(Stored records)
━━━━━━━━━━
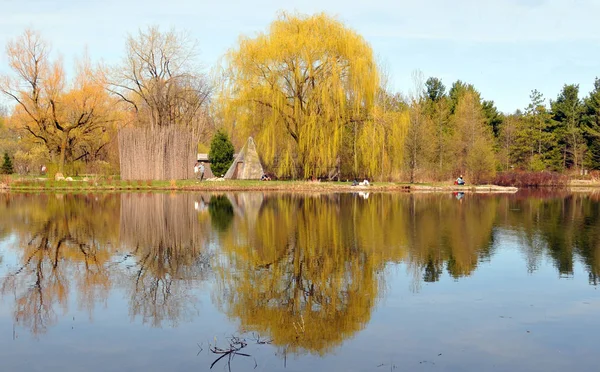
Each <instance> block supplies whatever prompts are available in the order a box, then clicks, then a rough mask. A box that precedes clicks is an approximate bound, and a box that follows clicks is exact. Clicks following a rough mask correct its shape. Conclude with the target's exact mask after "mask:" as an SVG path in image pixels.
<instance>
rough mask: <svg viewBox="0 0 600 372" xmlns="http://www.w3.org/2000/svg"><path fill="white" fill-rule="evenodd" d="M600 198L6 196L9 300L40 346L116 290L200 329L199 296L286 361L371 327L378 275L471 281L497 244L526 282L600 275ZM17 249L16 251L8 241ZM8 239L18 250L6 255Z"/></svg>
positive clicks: (595, 279)
mask: <svg viewBox="0 0 600 372" xmlns="http://www.w3.org/2000/svg"><path fill="white" fill-rule="evenodd" d="M598 199H599V198H598V197H597V196H596V195H594V194H581V195H578V194H556V193H553V194H549V195H543V194H539V195H538V194H533V195H531V194H524V193H519V194H516V195H510V196H470V195H467V196H465V197H463V198H462V199H460V200H459V199H457V198H455V197H454V196H452V195H433V194H431V195H430V194H424V195H420V194H416V195H415V194H412V195H409V194H371V195H370V196H369V197H368V198H364V197H363V196H360V195H358V194H327V195H295V194H276V193H275V194H262V193H245V194H220V195H219V194H94V195H69V194H66V195H54V194H52V195H24V194H16V195H12V194H0V241H4V243H3V244H4V246H6V247H7V248H6V249H5V250H4V251H3V252H0V256H6V254H9V253H10V254H16V255H17V257H18V263H17V264H16V265H11V266H10V267H8V269H7V271H6V272H5V273H3V275H2V279H1V283H0V289H1V292H2V296H3V299H8V298H10V299H11V300H12V299H13V298H14V309H13V316H14V319H15V322H17V323H18V324H20V325H21V326H23V327H26V328H27V329H29V330H31V332H32V333H34V334H40V333H43V332H45V330H46V329H47V328H48V327H50V326H52V325H53V324H55V323H56V322H57V321H58V319H59V317H60V315H61V314H62V313H64V312H66V311H67V310H68V304H69V296H77V301H76V303H77V304H78V307H79V309H81V310H86V311H87V312H88V314H89V316H90V317H93V311H94V309H95V307H96V305H97V304H98V303H101V302H104V301H106V300H107V299H108V297H109V294H110V293H111V290H113V289H122V290H124V291H125V292H126V293H127V295H128V298H129V314H130V316H131V318H132V319H141V320H142V321H143V322H145V323H148V324H150V325H151V326H155V327H160V326H174V325H177V324H179V323H180V322H182V321H188V320H191V319H194V318H195V317H196V316H199V314H200V310H199V309H198V306H197V302H198V301H197V298H196V297H195V293H197V291H196V289H197V288H198V287H199V286H201V285H202V283H204V282H205V281H208V280H214V281H216V284H217V286H216V288H217V290H216V291H215V292H214V293H213V294H212V296H213V300H214V302H215V303H216V304H217V305H218V306H219V308H220V309H222V311H224V312H225V313H226V314H227V315H228V316H229V317H231V318H232V319H235V320H236V321H239V322H240V323H241V327H242V329H243V330H247V331H257V332H259V333H260V334H263V335H268V336H269V337H271V338H272V339H273V343H274V344H275V345H276V346H278V347H281V348H283V349H285V350H286V351H288V352H293V353H301V352H312V353H318V354H323V353H327V352H329V351H331V350H332V349H333V348H335V347H336V346H338V345H339V344H341V343H342V342H343V340H345V339H347V338H349V337H352V336H353V335H354V334H356V332H358V331H359V330H361V329H362V328H363V327H364V326H365V324H366V323H367V322H368V321H369V319H370V316H371V313H372V310H373V308H374V306H375V304H376V302H377V300H378V298H381V296H382V295H383V291H384V288H385V269H386V266H387V265H389V264H390V263H403V264H405V265H406V267H407V269H408V270H409V273H410V274H412V276H413V280H412V283H413V284H412V286H413V289H414V290H416V291H418V290H419V286H420V285H421V283H422V282H436V281H439V280H441V279H442V278H443V277H444V276H448V277H450V278H452V279H454V280H460V278H462V277H466V276H469V275H471V274H472V273H473V272H474V271H475V270H476V269H477V267H478V265H479V264H480V263H481V262H482V261H488V260H492V262H493V259H494V258H493V256H494V254H495V253H496V252H495V250H496V249H497V248H498V247H499V246H501V244H503V243H504V242H503V239H504V238H505V237H506V236H511V237H512V238H514V239H516V240H517V241H518V243H519V244H518V246H519V249H521V250H522V251H523V253H524V256H525V257H526V262H525V264H524V265H523V266H524V269H525V268H526V269H528V270H530V271H535V270H536V269H537V268H538V267H539V266H540V263H541V262H542V260H543V259H545V258H546V257H549V258H551V259H552V262H553V263H554V265H555V267H556V269H557V272H558V274H559V275H561V276H571V275H573V274H574V271H575V265H576V262H577V261H579V262H581V263H582V264H583V265H584V267H585V270H586V271H587V274H588V276H589V281H590V283H591V284H593V285H597V284H598V277H599V275H600V239H599V238H600V203H599V200H598ZM9 242H10V243H9ZM13 242H14V243H13Z"/></svg>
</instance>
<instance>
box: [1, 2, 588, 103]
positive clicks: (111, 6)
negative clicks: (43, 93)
mask: <svg viewBox="0 0 600 372" xmlns="http://www.w3.org/2000/svg"><path fill="white" fill-rule="evenodd" d="M279 11H287V12H298V13H304V14H314V13H318V12H325V13H327V14H329V15H332V16H334V17H336V18H337V19H338V20H340V21H342V22H343V23H344V24H345V25H346V26H347V27H349V28H351V29H353V30H355V31H356V32H358V33H359V34H361V35H362V36H363V37H364V38H365V39H366V40H367V42H369V43H370V44H371V46H372V48H373V50H374V53H375V55H376V56H377V58H378V60H379V61H380V62H381V63H382V65H383V66H385V70H386V71H387V73H388V75H389V77H390V89H391V90H393V91H394V92H401V93H404V94H407V93H409V91H410V89H412V86H413V84H412V80H411V74H412V72H413V71H415V70H419V71H421V72H422V73H423V75H424V76H425V77H429V76H435V77H438V78H441V79H442V81H443V82H444V84H445V85H446V87H447V88H449V87H450V86H451V85H452V83H453V82H454V81H456V80H462V81H464V82H467V83H471V84H473V85H474V86H475V88H476V89H477V90H478V91H479V92H481V94H482V97H483V98H484V99H486V100H493V101H494V102H495V103H496V106H497V107H498V109H499V110H500V111H503V112H506V113H511V112H514V111H515V110H516V109H524V108H525V107H526V106H527V104H528V102H529V94H530V92H531V90H533V89H537V90H539V91H540V92H541V93H543V94H544V97H545V98H546V99H556V96H557V95H558V93H559V92H560V90H561V88H562V86H563V85H564V84H579V86H580V96H585V95H587V94H588V93H589V91H590V90H591V89H592V87H593V83H594V79H595V78H596V77H597V76H598V77H600V48H599V46H600V32H598V26H597V16H598V14H600V0H453V1H449V0H411V1H408V0H395V1H380V0H369V1H355V2H352V1H349V0H343V1H342V0H302V1H296V0H286V1H275V0H254V1H227V0H211V1H205V0H144V1H138V0H102V1H95V0H0V46H1V47H2V52H0V73H6V72H7V71H8V63H7V58H6V55H5V53H4V51H3V49H4V47H5V46H6V43H7V41H9V40H11V39H14V38H15V37H17V36H19V35H20V34H21V33H22V32H23V31H24V30H25V29H26V28H32V29H35V30H38V31H40V32H41V34H42V36H43V37H44V38H46V39H47V40H48V41H50V42H51V44H52V48H53V51H54V52H55V53H59V54H60V55H61V56H62V57H63V59H64V62H65V66H66V68H67V70H68V71H69V70H71V71H72V68H73V62H74V60H75V58H77V57H78V56H81V55H82V54H83V52H84V50H87V52H88V54H89V55H90V57H91V58H92V60H93V61H104V62H105V63H109V64H112V63H117V62H118V61H119V59H120V58H121V57H122V56H123V55H124V50H125V40H126V38H127V35H128V34H134V33H136V32H137V31H138V30H139V29H140V28H142V29H143V28H146V27H147V26H150V25H158V26H160V27H161V29H164V30H169V29H171V28H175V29H177V30H182V31H183V30H185V31H187V32H189V34H190V36H192V37H193V38H195V39H197V41H198V44H199V47H200V51H199V61H200V62H201V64H202V65H203V66H204V67H205V69H206V72H209V70H210V69H211V68H214V66H216V65H217V64H218V63H220V59H221V57H222V55H223V54H224V53H225V52H226V51H227V50H228V49H230V48H233V47H235V46H236V43H237V41H238V38H239V36H240V35H246V36H250V37H252V36H253V35H256V34H257V33H260V32H265V31H267V29H268V26H269V24H270V23H271V22H272V21H273V20H274V19H275V18H276V17H277V14H278V12H279Z"/></svg>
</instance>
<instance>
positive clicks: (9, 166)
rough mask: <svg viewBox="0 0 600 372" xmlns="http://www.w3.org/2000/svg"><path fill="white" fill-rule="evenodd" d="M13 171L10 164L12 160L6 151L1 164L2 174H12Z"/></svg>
mask: <svg viewBox="0 0 600 372" xmlns="http://www.w3.org/2000/svg"><path fill="white" fill-rule="evenodd" d="M14 172H15V171H14V169H13V166H12V160H10V156H8V153H6V152H5V153H4V163H3V164H2V174H13V173H14Z"/></svg>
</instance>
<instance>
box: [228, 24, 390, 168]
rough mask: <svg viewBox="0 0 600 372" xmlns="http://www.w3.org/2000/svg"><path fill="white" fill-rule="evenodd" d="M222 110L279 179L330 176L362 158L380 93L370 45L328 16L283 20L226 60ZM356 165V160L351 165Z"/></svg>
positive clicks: (245, 37) (234, 51)
mask: <svg viewBox="0 0 600 372" xmlns="http://www.w3.org/2000/svg"><path fill="white" fill-rule="evenodd" d="M225 62H226V70H225V71H226V73H225V79H224V84H223V94H222V95H221V98H222V100H223V101H222V107H223V108H224V110H225V112H226V113H227V114H230V115H231V116H228V117H229V118H230V119H231V120H232V121H233V122H235V123H236V126H237V127H236V130H238V129H242V132H243V133H244V134H251V135H253V136H254V137H255V139H256V140H257V143H258V144H259V147H260V149H261V153H262V154H263V156H264V161H265V162H266V165H267V166H275V167H276V170H277V172H278V173H279V174H280V175H288V176H297V175H300V174H302V173H303V174H304V176H308V175H310V174H315V173H317V174H319V173H321V174H322V173H324V172H325V171H326V170H328V169H331V168H333V167H336V166H339V164H338V163H339V162H340V161H350V162H352V169H353V171H354V172H355V173H356V172H357V171H358V168H359V158H358V156H354V155H353V154H351V155H350V156H347V157H346V158H344V159H341V155H342V153H341V149H342V147H343V146H342V145H343V140H344V136H349V137H350V144H351V145H350V151H352V152H354V153H356V151H357V150H358V149H357V142H358V138H359V137H360V131H361V129H362V127H363V124H364V123H365V122H366V121H367V120H369V119H370V115H371V113H372V111H373V108H374V106H375V96H376V93H377V89H378V87H379V73H378V69H377V65H376V63H375V59H374V57H373V51H372V49H371V46H370V45H369V44H368V43H367V42H366V41H365V40H364V39H363V38H362V37H361V36H360V35H358V34H357V33H356V32H354V31H353V30H350V29H348V28H347V27H345V26H344V24H342V23H341V22H339V21H337V20H336V19H334V18H331V17H329V16H327V15H325V14H317V15H312V16H305V15H297V14H287V13H281V14H280V15H279V17H278V18H277V19H276V20H275V21H274V22H273V23H272V24H271V26H270V29H269V31H268V32H267V33H260V34H258V35H257V36H256V37H255V38H249V37H242V38H241V40H240V42H239V45H238V46H237V47H236V48H234V49H232V50H230V51H229V52H228V53H227V54H226V57H225ZM348 158H349V159H348Z"/></svg>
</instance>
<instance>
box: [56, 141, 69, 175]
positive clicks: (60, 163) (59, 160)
mask: <svg viewBox="0 0 600 372" xmlns="http://www.w3.org/2000/svg"><path fill="white" fill-rule="evenodd" d="M68 137H69V132H64V133H63V139H62V142H61V143H60V159H59V160H58V172H59V173H62V174H64V171H65V152H66V149H67V138H68Z"/></svg>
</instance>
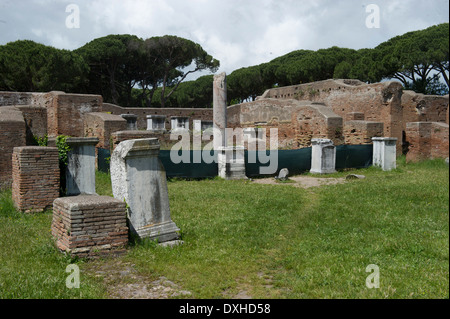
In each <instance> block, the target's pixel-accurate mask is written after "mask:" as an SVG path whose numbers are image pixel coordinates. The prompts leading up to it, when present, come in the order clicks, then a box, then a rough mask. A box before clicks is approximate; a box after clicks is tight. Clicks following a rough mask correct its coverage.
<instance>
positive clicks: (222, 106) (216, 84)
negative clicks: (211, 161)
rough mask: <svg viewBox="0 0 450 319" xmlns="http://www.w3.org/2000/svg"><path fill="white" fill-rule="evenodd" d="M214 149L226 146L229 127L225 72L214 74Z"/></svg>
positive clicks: (213, 84)
mask: <svg viewBox="0 0 450 319" xmlns="http://www.w3.org/2000/svg"><path fill="white" fill-rule="evenodd" d="M213 121H214V123H213V128H214V144H213V145H214V150H219V148H220V147H226V146H227V142H226V135H225V129H226V127H227V77H226V74H225V73H221V74H218V75H214V84H213Z"/></svg>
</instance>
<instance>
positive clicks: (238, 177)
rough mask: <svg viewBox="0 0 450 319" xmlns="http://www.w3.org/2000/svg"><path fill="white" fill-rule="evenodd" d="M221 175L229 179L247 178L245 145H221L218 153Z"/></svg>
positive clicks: (241, 178) (221, 176)
mask: <svg viewBox="0 0 450 319" xmlns="http://www.w3.org/2000/svg"><path fill="white" fill-rule="evenodd" d="M217 161H218V168H219V176H220V177H222V178H224V179H227V180H235V179H247V176H245V157H244V146H230V147H220V148H219V149H218V153H217Z"/></svg>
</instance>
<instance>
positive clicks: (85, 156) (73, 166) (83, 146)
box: [66, 137, 99, 196]
mask: <svg viewBox="0 0 450 319" xmlns="http://www.w3.org/2000/svg"><path fill="white" fill-rule="evenodd" d="M98 142H99V139H98V138H96V137H94V138H91V137H89V138H87V137H85V138H82V137H69V138H67V139H66V143H67V145H68V146H69V147H70V151H69V152H68V153H67V168H66V195H67V196H76V195H95V194H96V193H95V145H97V144H98Z"/></svg>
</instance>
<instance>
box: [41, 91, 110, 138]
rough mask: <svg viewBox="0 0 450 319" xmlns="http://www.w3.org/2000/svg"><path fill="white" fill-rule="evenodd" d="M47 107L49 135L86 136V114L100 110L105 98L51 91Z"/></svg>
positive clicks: (56, 135) (47, 129) (90, 95)
mask: <svg viewBox="0 0 450 319" xmlns="http://www.w3.org/2000/svg"><path fill="white" fill-rule="evenodd" d="M50 94H51V95H52V98H51V103H49V105H48V107H47V121H48V129H47V131H48V135H49V136H58V135H67V136H73V137H83V136H84V115H85V114H86V113H91V112H100V111H101V108H102V103H103V98H102V96H100V95H85V94H65V93H64V92H51V93H50Z"/></svg>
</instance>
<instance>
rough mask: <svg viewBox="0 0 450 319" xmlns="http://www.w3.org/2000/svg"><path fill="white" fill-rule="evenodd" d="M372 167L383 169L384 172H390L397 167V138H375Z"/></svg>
mask: <svg viewBox="0 0 450 319" xmlns="http://www.w3.org/2000/svg"><path fill="white" fill-rule="evenodd" d="M372 141H373V161H372V165H373V166H377V167H381V169H382V170H383V171H390V170H392V169H395V168H396V167H397V149H396V145H397V138H395V137H373V138H372Z"/></svg>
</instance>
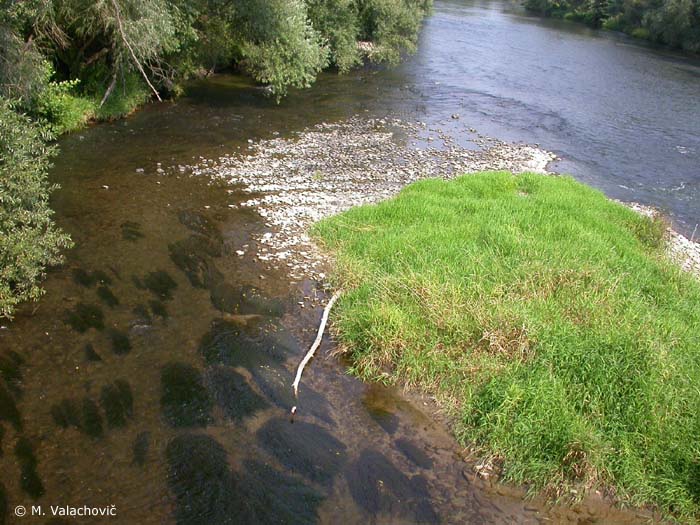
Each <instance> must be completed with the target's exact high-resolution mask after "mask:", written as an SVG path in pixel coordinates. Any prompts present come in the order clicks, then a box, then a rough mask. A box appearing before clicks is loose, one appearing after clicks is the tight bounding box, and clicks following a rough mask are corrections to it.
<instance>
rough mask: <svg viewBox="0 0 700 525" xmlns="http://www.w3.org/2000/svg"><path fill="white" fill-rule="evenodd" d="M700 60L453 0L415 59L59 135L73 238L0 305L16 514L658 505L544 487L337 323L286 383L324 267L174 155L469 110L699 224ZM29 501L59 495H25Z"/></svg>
━━━━━━━━━━
Task details - Return word for word the lines from the beginning of the entries through the line that contains "198L6 196L9 300L40", both ends included, but no pictures.

Reply -
Each <instance> block supplies whatever prompts are available in the order a box, then clicks, then a rough mask. A box that precedes clicks is an approximate bound, and a box that follows clicks is exact. Clicks following a rough mask correct its shape. Conclude with the target's exact mask after "mask:" as an SVG path in image pixels.
<instance>
rough mask: <svg viewBox="0 0 600 372" xmlns="http://www.w3.org/2000/svg"><path fill="white" fill-rule="evenodd" d="M600 198L6 196L9 300L40 346L116 290L200 329L199 296L286 361L371 327L378 275L471 281L497 244L526 282L600 275ZM17 249L16 251L8 241ZM8 239L18 250L6 255Z"/></svg>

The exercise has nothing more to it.